**Supplied records**
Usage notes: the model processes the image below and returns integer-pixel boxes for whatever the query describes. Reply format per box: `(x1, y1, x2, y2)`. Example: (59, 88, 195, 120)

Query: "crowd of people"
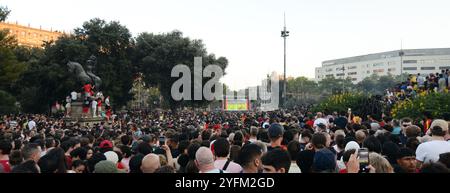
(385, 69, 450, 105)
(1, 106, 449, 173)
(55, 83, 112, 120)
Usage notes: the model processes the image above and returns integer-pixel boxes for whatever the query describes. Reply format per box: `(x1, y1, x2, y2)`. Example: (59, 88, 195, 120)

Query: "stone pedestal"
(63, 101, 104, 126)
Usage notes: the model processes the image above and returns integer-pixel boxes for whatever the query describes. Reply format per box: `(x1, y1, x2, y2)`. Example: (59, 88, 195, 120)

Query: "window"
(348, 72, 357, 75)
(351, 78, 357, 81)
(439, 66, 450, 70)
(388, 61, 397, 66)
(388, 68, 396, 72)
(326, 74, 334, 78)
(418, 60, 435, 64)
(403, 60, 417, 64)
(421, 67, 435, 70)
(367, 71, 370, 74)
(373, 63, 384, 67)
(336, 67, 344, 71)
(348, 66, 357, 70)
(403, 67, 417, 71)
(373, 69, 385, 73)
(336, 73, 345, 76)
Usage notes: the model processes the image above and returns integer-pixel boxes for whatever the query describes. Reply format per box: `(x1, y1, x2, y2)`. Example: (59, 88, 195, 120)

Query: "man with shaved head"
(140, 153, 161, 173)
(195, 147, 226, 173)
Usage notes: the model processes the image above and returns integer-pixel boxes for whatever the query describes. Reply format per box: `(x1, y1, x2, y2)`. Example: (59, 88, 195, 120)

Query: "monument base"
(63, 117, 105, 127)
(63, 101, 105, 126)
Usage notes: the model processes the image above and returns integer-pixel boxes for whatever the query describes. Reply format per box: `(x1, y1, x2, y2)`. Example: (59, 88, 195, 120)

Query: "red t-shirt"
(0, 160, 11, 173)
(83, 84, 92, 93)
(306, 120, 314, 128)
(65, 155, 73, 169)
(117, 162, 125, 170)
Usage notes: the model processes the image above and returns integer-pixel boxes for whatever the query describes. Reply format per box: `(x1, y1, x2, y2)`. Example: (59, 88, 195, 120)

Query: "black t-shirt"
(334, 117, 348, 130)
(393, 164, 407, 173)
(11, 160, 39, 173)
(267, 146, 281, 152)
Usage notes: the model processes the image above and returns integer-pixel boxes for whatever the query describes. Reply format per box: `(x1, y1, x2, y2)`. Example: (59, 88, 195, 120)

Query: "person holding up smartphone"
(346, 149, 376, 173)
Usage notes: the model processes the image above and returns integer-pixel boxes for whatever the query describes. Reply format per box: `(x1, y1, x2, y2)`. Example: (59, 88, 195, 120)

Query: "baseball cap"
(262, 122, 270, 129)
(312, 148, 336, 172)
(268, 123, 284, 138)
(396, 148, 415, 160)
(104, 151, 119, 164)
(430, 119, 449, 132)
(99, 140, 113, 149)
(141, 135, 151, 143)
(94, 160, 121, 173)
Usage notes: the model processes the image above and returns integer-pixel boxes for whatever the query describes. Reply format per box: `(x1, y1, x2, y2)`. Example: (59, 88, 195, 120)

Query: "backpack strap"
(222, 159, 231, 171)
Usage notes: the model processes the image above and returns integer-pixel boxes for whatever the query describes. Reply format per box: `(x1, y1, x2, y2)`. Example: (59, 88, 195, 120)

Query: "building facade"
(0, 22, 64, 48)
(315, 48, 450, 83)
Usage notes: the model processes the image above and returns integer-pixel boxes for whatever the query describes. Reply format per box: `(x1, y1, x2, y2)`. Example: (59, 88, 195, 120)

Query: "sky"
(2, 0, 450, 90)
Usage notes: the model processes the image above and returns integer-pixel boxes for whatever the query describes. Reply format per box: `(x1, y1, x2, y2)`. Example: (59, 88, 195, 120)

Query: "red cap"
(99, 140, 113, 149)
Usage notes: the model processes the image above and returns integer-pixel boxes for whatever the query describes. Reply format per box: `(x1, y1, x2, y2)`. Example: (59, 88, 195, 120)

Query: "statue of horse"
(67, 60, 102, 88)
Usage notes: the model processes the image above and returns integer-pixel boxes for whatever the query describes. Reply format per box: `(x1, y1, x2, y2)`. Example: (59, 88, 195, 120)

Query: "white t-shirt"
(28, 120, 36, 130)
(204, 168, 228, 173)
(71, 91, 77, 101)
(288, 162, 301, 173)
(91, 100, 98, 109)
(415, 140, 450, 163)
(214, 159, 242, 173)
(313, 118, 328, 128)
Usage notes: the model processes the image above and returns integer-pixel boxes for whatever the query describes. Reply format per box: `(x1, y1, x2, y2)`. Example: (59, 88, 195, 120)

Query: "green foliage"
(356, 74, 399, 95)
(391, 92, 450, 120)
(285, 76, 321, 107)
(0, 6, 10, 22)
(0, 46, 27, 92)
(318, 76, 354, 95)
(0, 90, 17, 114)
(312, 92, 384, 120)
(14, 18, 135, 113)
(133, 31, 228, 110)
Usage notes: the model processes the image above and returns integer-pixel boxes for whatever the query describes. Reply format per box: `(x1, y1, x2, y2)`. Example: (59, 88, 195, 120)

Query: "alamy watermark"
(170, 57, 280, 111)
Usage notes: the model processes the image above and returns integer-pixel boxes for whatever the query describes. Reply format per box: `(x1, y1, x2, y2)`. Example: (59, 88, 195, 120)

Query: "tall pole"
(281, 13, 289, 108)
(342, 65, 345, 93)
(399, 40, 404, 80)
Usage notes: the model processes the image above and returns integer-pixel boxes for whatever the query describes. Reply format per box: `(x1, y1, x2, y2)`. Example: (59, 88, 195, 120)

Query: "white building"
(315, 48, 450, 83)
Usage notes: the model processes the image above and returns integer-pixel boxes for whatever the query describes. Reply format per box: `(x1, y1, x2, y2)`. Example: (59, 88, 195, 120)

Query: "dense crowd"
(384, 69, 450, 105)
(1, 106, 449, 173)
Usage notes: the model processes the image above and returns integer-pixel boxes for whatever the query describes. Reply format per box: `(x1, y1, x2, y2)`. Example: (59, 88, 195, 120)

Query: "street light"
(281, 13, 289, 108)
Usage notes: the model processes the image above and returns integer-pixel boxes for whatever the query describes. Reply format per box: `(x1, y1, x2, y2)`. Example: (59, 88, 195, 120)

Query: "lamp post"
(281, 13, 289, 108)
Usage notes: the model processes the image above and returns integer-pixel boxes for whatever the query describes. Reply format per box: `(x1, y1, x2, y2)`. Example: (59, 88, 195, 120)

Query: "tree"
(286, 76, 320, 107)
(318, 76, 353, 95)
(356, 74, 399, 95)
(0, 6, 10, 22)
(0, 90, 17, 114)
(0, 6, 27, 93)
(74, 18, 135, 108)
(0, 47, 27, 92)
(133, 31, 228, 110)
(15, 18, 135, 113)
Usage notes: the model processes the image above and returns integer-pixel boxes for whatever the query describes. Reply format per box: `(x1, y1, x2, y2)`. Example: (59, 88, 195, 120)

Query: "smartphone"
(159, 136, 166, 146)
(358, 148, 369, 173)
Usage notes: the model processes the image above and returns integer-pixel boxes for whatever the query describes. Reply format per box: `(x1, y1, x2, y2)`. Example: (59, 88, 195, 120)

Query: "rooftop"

**Prompt**
The records above should be returned word for word, with every picture left out.

**Answer**
Usage notes: the model processes the image below and returns integer-pixel boxes for whatever the query describes. Reply format per box: `(x1, y1, x2, y2)`. Example: (59, 88, 195, 120)

Query: "crowd of people"
(385, 69, 450, 105)
(1, 106, 449, 173)
(55, 83, 112, 120)
Usage notes: the model processes the image above and returns integer-pixel boxes for whatever the query describes. Reply format per box: `(x1, y1, x2, y2)`. Example: (59, 88, 195, 120)

Query: "stone pedestal"
(63, 101, 104, 126)
Usage notes: the model processes the image above and returns integer-pixel boxes for whatever the query describes. Reply format per box: `(x1, y1, x2, y2)`. Example: (59, 88, 195, 120)

Query: "window"
(348, 72, 357, 75)
(351, 78, 357, 81)
(439, 66, 450, 70)
(388, 61, 397, 66)
(388, 68, 396, 72)
(326, 74, 334, 78)
(418, 60, 435, 64)
(403, 60, 417, 64)
(421, 67, 435, 70)
(367, 71, 370, 74)
(373, 63, 384, 67)
(336, 67, 344, 71)
(348, 66, 357, 70)
(403, 67, 417, 71)
(373, 69, 385, 73)
(336, 73, 345, 76)
Usage notes: the model processes the image above and returns integer-pixel boxes for whatever the query describes. Reply format per box: `(x1, y1, x2, y2)`. Example: (59, 88, 195, 120)

Query: "man with shaved head"
(140, 153, 161, 173)
(195, 147, 226, 173)
Usage notes: the model processes the image above and returns integer-pixel boxes for whatever the query describes. Reply format per box: `(x1, y1, x2, y2)`. Example: (59, 88, 195, 120)

Query: "monument base"
(63, 117, 105, 127)
(63, 101, 105, 126)
Usage notes: the model processes the image above and returns integer-pixel boxes for whatever the query describes. Reply format per box: `(x1, y1, x2, y2)`. Example: (59, 88, 195, 120)

Query: "red t-shirt"
(0, 160, 11, 173)
(83, 84, 92, 93)
(306, 120, 314, 128)
(65, 155, 73, 169)
(117, 162, 125, 170)
Usage notes: the model processes the image above and returns integer-pixel boxes for whatever the query describes. Reply format per box: `(x1, y1, x2, y2)`. Example: (59, 88, 195, 120)

Query: "black t-shirt"
(334, 117, 348, 130)
(393, 164, 407, 173)
(11, 160, 39, 173)
(267, 146, 281, 152)
Usage notes: the model processes the image above and returns integer-pixel boxes for whatever the query describes. Reply format per box: `(x1, y1, x2, y2)`. Example: (59, 88, 195, 120)

Query: "person holding up smartphone"
(346, 149, 376, 173)
Usage notes: the model processes the image above and returns integer-pixel boxes for whatever the query describes. Reply format per box: `(x1, y1, x2, y2)`. Example: (59, 88, 195, 120)

Query: "baseball cap"
(262, 122, 270, 129)
(312, 148, 336, 172)
(268, 123, 284, 138)
(396, 148, 415, 160)
(104, 151, 119, 164)
(430, 119, 449, 132)
(99, 140, 113, 149)
(141, 135, 151, 143)
(94, 160, 121, 173)
Usage notes: the model processes the image above and returns integer-pixel boxes for whatever the query describes. Reply format per box: `(x1, y1, x2, y2)`. Example: (59, 88, 195, 120)

Query: "backpack strap"
(222, 159, 231, 171)
Usage notes: the model processes the image above and returns integer-pixel boxes for whatever the query describes. Reply format per box: `(x1, y1, x2, y2)`. Example: (59, 88, 195, 120)

Query: "building facade"
(0, 22, 64, 48)
(315, 48, 450, 83)
Usage notes: the model processes the image above and returns integer-pixel boxes for whatever the query describes. Reply format per box: `(x1, y1, x2, y2)`. Example: (59, 88, 195, 120)

Query: "sky"
(2, 0, 450, 90)
Usage notes: the model processes the image above and returns integer-pixel boxes for whatever the query describes. Reply format per box: `(x1, y1, x2, y2)`. Example: (59, 88, 195, 120)

Query: "red cap"
(99, 140, 113, 149)
Usage notes: the model processes the image above and returns integer-pixel boxes for whatever the query describes. Reply format per box: `(x1, y1, x2, y2)`. Example: (59, 88, 195, 120)

Query: "statue of horse"
(67, 60, 102, 88)
Usage notes: the model processes the image above and returns integer-pixel boxes for whatever the query describes. Reply format per box: `(x1, y1, x2, y2)`. Example: (59, 88, 195, 120)

Query: "white t-shirt"
(28, 120, 36, 130)
(204, 168, 228, 173)
(71, 91, 77, 101)
(288, 162, 301, 173)
(91, 100, 98, 109)
(415, 140, 450, 163)
(214, 159, 242, 173)
(313, 118, 328, 128)
Usage notes: the model processes the image above and returns integer-pixel boxes for whatever the query describes. Reply format per box: `(x1, y1, x2, y2)`. Example: (59, 88, 195, 120)

Query: "green foliage"
(356, 74, 399, 95)
(391, 92, 450, 120)
(285, 76, 321, 107)
(0, 6, 10, 22)
(0, 46, 27, 92)
(318, 76, 354, 95)
(0, 90, 17, 114)
(312, 92, 384, 120)
(14, 18, 135, 113)
(133, 31, 228, 110)
Usage notes: the model processes the image above and returns integer-pixel boxes for whatever the query describes. Reply format per box: `(x1, y1, x2, y2)`. Example: (59, 88, 195, 120)

Query: "alamy watermark"
(170, 57, 280, 111)
Usage notes: the model processes the image above and returns integer-pixel boxes for whatever the query describes. Reply format per box: `(x1, y1, x2, y2)`. Example: (59, 88, 195, 120)

Query: "tall pole"
(281, 13, 289, 108)
(342, 65, 345, 93)
(399, 40, 404, 80)
Usage notes: the model processes the image above and returns integer-pixel boxes for whatever the query describes. Reply format per box: `(x1, y1, x2, y2)`. Example: (59, 88, 195, 120)

Query: "white building"
(315, 48, 450, 83)
Usage notes: the model processes the image above and returns integer-pixel boxes for whatever the query describes. Reply format per box: `(x1, y1, x2, y2)`. Example: (59, 88, 195, 120)

Query: "dense crowd"
(384, 69, 450, 105)
(1, 106, 449, 173)
Usage notes: the model processes the image above and returns integer-pixel boxes for whatever the query describes. Reply format per box: `(x1, y1, x2, y2)`. Example: (59, 88, 195, 120)

Query: "street light"
(281, 13, 289, 108)
Usage notes: the model processes the image above and returns integer-pixel boxes for whatever the query describes. Reply format per box: `(x1, y1, x2, y2)`. Example: (59, 88, 195, 120)

Query: "lamp post"
(281, 13, 289, 108)
Usage notes: the model processes the image above and returns integer-pixel boxes for whatever the query describes. Reply format per box: `(x1, y1, x2, y2)`. Example: (59, 88, 195, 120)

Query: "tree"
(286, 76, 320, 107)
(318, 76, 353, 95)
(356, 74, 399, 95)
(0, 6, 10, 22)
(0, 90, 17, 114)
(0, 6, 27, 93)
(74, 18, 135, 108)
(0, 47, 27, 92)
(133, 31, 228, 110)
(15, 18, 135, 113)
Usage notes: the model processes the image above and returns integer-pixel boxes for whatever the query describes. Reply format per box: `(x1, y1, x2, y2)`. Example: (59, 88, 195, 120)

Query: "smartphone"
(159, 136, 166, 146)
(358, 148, 369, 173)
Usage notes: the model processes the image above and returns integer-pixel boxes for whatever the query describes. Reply format per box: `(x1, y1, x2, y2)`. Example: (59, 88, 195, 120)

Query: "rooftop"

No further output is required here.